610265158 / face_landmark

A simple method for face alignment based on wingloss and mutitask learning :)
Apache License 2.0
251 stars 80 forks source link

求助 大神们 怎么加载之前训练的模型继续训练 #20

Open WadonLiu opened 4 years ago

WadonLiu commented 4 years ago

如题 我把下面的代码注释了

    with strategy.scope():
        if 'ShuffleNet' in cfg.MODEL.net_structure:
            model=SimpleFace_shufflenet()
        else:
            model = SimpleFace_mobilenet()
        ##run a time to build
        image = np.zeros(shape=(1, 160, 160, 3), dtype=np.float32)
        model(image)

    ###recover weights
    if cfg.MODEL.pretrained_model is not None:
        model.load_weights(cfg.MODEL.pretrained_model)

然后改成了

    model = tf.saved_model.load('./model/epoch_1_val_loss163.284302')

▶ **练习任务**:
1 – 根据原文节选回答下列问题：
(a) 该仓库采用的是哪种许可证？
(b) 为构建模型而传入的全零数组，其形状是什么？
(c) 提问者改写后用哪个函数加载模型？
2 – 请把所给记录中从含有“Every instance of the copper”的一行起，到含有“Query: spire”的一行止（首尾两行都算在内）重新写出，并将其中的“marker”全部换成“point”，其余内容一律不变。
原文节选与所给记录来源不同，二者并无关联。

▶ **所给记录**:
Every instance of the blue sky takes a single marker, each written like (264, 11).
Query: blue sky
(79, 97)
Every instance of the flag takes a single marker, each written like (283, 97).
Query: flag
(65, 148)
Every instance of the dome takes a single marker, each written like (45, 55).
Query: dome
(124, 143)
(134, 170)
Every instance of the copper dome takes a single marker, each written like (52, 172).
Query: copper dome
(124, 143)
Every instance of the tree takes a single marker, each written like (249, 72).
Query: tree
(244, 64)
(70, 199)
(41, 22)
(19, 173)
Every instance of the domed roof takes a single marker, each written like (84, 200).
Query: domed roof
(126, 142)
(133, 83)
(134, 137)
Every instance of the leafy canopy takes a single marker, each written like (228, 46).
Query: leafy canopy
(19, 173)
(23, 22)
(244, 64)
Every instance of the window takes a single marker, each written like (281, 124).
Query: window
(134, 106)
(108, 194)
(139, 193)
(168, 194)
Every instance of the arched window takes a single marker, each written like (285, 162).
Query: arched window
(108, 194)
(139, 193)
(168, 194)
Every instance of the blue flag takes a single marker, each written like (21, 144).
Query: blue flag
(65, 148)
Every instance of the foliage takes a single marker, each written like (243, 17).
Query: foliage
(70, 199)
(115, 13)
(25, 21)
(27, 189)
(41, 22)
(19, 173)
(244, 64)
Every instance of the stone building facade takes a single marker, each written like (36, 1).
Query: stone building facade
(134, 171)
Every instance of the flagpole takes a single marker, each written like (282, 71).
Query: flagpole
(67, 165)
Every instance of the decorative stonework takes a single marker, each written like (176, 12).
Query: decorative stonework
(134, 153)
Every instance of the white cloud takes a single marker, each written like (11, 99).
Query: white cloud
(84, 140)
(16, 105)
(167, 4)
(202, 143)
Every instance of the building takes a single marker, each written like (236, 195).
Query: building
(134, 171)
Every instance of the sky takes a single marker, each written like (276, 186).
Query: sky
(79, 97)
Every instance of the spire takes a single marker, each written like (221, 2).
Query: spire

==

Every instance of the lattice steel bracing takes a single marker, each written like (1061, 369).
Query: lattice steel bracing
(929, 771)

▶ **参考答案**:
1 –
(a) Apache License 2.0
(b) (1, 160, 160, 3)
(c) tf.saved_model.load

2 –
Every instance of the copper dome takes a single point, each written like (52, 172).
Query: copper dome
(124, 143)
Every instance of the tree takes a single point, each written like (249, 72).
Query: tree
(244, 64)
(70, 199)
(41, 22)
(19, 173)
Every instance of the domed roof takes a single point, each written like (84, 200).
Query: domed roof
(126, 142)
(133, 83)
(134, 137)
Every instance of the leafy canopy takes a single point, each written like (228, 46).
Query: leafy canopy
(19, 173)
(23, 22)
(244, 64)
Every instance of the window takes a single point, each written like (281, 124).
Query: window
(134, 106)
(108, 194)
(139, 193)
(168, 194)
Every instance of the arched window takes a single point, each written like (285, 162).
Query: arched window
(108, 194)
(139, 193)
(168, 194)
Every instance of the blue flag takes a single point, each written like (21, 144).
Query: blue flag
(65, 148)
Every instance of the foliage takes a single point, each written like (243, 17).
Query: foliage
(70, 199)
(115, 13)
(25, 21)
(27, 189)
(41, 22)
(19, 173)
(244, 64)
Every instance of the stone building facade takes a single point, each written like (36, 1).
Query: stone building facade
(134, 171)
Every instance of the flagpole takes a single point, each written like (282, 71).
Query: flagpole
(67, 165)
Every instance of the decorative stonework takes a single point, each written like (176, 12).
Query: decorative stonework
(134, 153)
Every instance of the white cloud takes a single point, each written like (11, 99).
Query: white cloud
(84, 140)
(16, 105)
(167, 4)
(202, 143)
Every instance of the building takes a single point, each written like (236, 195).
Query: building
(134, 171)
Every instance of the sky takes a single point, each written like (276, 186).
Query: sky
(79, 97)
Every instance of the spire takes a single point, each written like (221, 2).
Query: spire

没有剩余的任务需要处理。